>>>

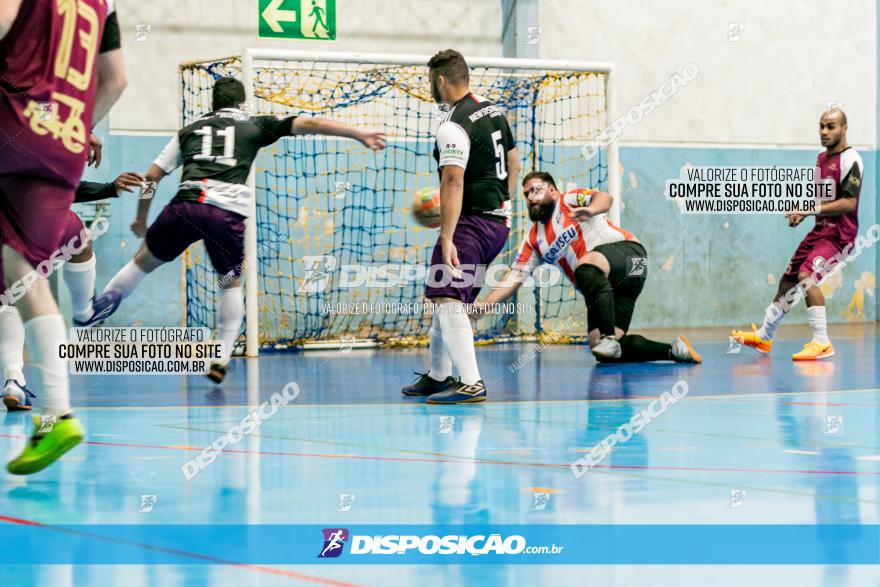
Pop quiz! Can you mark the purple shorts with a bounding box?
[146,201,245,277]
[782,233,846,281]
[425,214,510,304]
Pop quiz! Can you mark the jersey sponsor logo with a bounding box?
[318,528,348,558]
[440,143,464,159]
[542,224,577,263]
[468,104,501,122]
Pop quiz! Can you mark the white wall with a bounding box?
[111,0,501,131]
[540,0,877,149]
[111,0,877,147]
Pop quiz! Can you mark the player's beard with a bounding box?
[529,202,553,222]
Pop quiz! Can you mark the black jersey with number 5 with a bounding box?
[434,93,516,221]
[153,108,294,216]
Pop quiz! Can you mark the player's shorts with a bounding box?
[782,232,846,281]
[0,175,75,267]
[425,214,510,304]
[593,241,648,332]
[0,210,91,304]
[146,201,245,278]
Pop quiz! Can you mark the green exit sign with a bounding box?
[257,0,336,41]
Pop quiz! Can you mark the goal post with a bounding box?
[180,49,620,356]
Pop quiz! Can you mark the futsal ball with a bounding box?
[413,187,440,228]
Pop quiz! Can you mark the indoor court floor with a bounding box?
[0,326,880,587]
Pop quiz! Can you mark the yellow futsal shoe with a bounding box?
[730,323,773,355]
[6,416,85,475]
[791,340,834,361]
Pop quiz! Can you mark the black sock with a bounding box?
[574,265,614,336]
[596,334,672,363]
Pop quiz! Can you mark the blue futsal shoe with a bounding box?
[73,289,122,328]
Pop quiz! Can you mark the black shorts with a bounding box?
[146,200,245,278]
[593,241,648,332]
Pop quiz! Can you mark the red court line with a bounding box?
[0,514,360,587]
[0,434,868,476]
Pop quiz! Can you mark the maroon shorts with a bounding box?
[782,233,846,281]
[0,175,75,267]
[146,201,245,277]
[0,210,91,304]
[425,214,510,304]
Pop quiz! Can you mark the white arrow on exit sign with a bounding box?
[260,0,296,33]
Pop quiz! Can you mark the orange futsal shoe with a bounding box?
[730,324,773,355]
[791,340,834,361]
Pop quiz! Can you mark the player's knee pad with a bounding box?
[574,265,614,334]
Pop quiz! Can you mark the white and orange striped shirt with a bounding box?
[513,188,636,283]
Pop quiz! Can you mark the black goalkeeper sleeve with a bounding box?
[73,181,119,204]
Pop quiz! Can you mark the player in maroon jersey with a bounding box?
[0,0,125,475]
[730,108,864,361]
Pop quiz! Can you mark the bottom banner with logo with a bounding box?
[0,516,880,565]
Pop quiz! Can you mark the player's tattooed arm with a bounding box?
[0,0,22,41]
[131,163,167,238]
[571,191,613,220]
[507,147,522,196]
[290,117,385,151]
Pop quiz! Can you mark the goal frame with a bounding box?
[234,48,620,357]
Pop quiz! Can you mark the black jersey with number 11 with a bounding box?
[153,108,295,216]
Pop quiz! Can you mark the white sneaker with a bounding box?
[672,336,703,363]
[590,336,622,359]
[3,379,36,412]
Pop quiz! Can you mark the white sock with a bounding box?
[428,314,452,381]
[104,260,147,299]
[24,314,71,416]
[436,302,480,385]
[807,306,831,344]
[62,255,97,319]
[758,302,785,340]
[217,287,244,365]
[0,306,27,385]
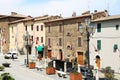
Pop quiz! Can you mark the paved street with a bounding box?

<<<

● DIRECTIVE
Update the lines from the one containing "Pop quiz! Can you mark the goal frame" through the one containing "[153,108,295,216]" by replacing "goal frame" with "goal net", and leave everything else unchanged.

● OUTPUT FOR THIS EXERCISE
Pop quiz! Can you mark the goal net with a bounding box?
[234,48,620,357]
Pop quiz! Can you mark the black jersey with number 11 with a bounding box?
[153,108,295,216]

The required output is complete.